* To be done *
Could you edit the passage on Frida Torresblanco between "She co-produced Pan's" and "1989), ISBN 9780691002859.", inclusive, so that "drama series" becomes "limited series"?

= Frida Torresblanco =

Frida Torresblanco is a film, television, and documentary producer based in New York City. She has produced The Dancer Upstairs, The Assassination of Richard Nixon, Disobedience and Pan's Labyrinth. In 2002, Torresblanco launched a New York-based film production company, Esperanto Filmoj, in partnership with Alfonso Cuarón. She produced Cronicas, The Possibility of Hope and Rudo y Cursi.

== Early life and career ==

She co-produced Pan's Labyrinth.

In 2020, ViacomCBS International Studios announced it had ordered, from Jill Offman (66 Media) and Torresblanco, a drama series on the life of Artemisia Gentileschi, based on Mary Garrard's Artemisia Gentileschi: The Image of the Female Hero in Italian Baroque Art (Princeton: Princeton University Press, 1989), ISBN 9780691002859.

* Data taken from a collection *
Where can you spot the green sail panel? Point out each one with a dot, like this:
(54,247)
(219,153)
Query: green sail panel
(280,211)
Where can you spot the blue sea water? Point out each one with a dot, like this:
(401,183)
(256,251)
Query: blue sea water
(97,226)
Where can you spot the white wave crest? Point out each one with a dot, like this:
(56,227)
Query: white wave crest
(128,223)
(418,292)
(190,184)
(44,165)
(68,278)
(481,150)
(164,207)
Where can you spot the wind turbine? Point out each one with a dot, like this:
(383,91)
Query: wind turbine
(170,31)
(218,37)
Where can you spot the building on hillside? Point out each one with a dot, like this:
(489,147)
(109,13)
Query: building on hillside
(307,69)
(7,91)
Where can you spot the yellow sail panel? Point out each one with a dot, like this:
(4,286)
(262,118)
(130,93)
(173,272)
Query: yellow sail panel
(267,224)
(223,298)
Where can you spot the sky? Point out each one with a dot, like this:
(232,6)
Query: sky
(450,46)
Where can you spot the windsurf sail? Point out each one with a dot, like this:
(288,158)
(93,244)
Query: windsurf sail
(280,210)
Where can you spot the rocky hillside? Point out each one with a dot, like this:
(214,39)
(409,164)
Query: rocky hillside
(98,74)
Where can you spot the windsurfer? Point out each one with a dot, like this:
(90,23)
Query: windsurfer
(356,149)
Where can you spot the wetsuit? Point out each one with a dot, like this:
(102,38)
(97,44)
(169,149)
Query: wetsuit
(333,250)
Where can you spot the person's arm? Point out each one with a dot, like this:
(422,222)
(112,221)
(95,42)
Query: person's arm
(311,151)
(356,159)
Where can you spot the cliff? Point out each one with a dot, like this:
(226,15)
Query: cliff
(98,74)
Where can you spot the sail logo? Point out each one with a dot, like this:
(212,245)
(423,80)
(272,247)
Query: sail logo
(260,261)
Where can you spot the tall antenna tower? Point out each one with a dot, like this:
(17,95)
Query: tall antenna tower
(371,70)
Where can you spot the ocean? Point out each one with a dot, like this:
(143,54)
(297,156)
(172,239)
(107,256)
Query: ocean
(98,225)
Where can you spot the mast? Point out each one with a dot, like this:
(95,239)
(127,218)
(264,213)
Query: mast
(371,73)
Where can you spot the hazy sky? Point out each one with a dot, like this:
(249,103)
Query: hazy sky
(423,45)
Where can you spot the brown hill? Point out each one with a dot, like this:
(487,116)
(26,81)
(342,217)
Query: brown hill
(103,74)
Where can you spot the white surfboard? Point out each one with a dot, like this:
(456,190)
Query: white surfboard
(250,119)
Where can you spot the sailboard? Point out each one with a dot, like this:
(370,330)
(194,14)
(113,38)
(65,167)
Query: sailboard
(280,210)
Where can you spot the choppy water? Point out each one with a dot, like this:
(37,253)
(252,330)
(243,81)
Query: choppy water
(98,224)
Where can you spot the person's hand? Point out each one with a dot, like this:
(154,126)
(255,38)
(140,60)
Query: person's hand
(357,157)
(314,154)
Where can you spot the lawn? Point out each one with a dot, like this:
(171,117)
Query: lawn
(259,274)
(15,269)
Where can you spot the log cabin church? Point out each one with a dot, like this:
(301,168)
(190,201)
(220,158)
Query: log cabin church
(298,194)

* Response to this task *
She co-produced Pan's Labyrinth.

In 2020, ViacomCBS International Studios announced it had ordered, from Jill Offman (66 Media) and Torresblanco, a limited series on the life of Artemisia Gentileschi, based on Mary Garrard's Artemisia Gentileschi: The Image of the Female Hero in Italian Baroque Art (Princeton: Princeton University Press, 1989), ISBN 9780691002859.